WHAT THE TASK ASKS: Reproduce every line of the records below, including the requests, but multiply each coordinate in the answers by 0.5 and round to the nearest whole number, with halves rounded up. Leave the numbers in the requests and their format descriptions unchanged.

Object pointing dataset records:
_____

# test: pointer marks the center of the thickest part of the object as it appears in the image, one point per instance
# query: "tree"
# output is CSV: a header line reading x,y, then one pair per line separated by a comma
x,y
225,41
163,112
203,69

_____

OUTPUT OF THE TASK:
# test: pointer marks the center of the thickest part of the object as it appears in the image, one point per instance
# query: "tree"
# output is CSV: a header line reading x,y, then one pair per line separated by a comma
x,y
113,21
82,56
102,35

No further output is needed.